START Provided text
An integrated multi-objective whale optimized support vector machine and local texture feature model for severity prediction in subjects with cardiovascular disorder.

Abstract

The left ventricle (LV) myocardium undergoes deterioration with the reduction in ejection fraction (EF). The analysis of its texture pattern plays a major role in diagnosis of heart muscle disease severity. Hence, a classification framework with co-occurrence of local ternary pattern feature (COALTP) and whale optimization algorithm has been attempted to improve the prediction accuracy of disease severity level. This analysis is carried out on 600 slices of 76 participants from Kaggle challenge that include subjects with normal and reduced EF. The myocardium of LV is segmented using optimized edge-based local Gaussian distribution energy (LGE)-based level set, and end-diastolic and end-systolic volumes were calculated. COALTP is extracted for two distance levels (d = 1 and 2). The t-test has been performed between the features of individual binary classes. The features are ranked using feature ranking methods. The experiments have been performed to analyze the performance of various percentages of features in each combination of bin for fivefold cross-validation. An integrated whale optimized feature selection and multi-classification framework is developed to classify the normal and pathological subjects using CMR images, and DeLong test has been performed to compare the ROCs. The optimized edge embedded to level set has produced better segmented myocardium that correlates with R = 0.98 with gold standard volume. The t-test shows that texture features extracted from severe subjects with distance level "1" are more statistically significant with a p value (< 0.00004) compared to other pathologies. This approach has produced an overall multi-class accuracy of 75% [confidence interval (CI) 63.74-84.23%] and effective subclass specificity of 70% (CI 55.90-81.22%). The obtained results show that the multi-objective whale optimized multi-class support vector machine framework can effectively discriminate the healthy and patients with reduced ejection fraction and potentially support the treatment process.
END Provided text
START Dataset entries
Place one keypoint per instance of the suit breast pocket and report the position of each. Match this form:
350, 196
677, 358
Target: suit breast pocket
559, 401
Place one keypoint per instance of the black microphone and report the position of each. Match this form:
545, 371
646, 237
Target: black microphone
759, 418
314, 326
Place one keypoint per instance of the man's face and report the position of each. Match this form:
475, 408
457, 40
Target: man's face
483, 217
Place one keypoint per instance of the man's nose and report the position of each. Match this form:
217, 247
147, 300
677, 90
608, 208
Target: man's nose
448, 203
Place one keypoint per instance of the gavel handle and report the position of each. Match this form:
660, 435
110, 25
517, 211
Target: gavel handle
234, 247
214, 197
END Dataset entries
▶ **Exercise instructions**:
a) According to the provided text, what correlation with the gold standard volume did the segmented myocardium achieve?
b) Copy the provided text starting at "An integrated multi-objective" and ending at "with cardiovascular disorder.", swapping every "whale" for "grey wolf".

▶ **Numbered answers**:
a) R = 0.98

b)
An integrated multi-objective grey wolf optimized support vector machine and local texture feature model for severity prediction in subjects with cardiovascular disorder.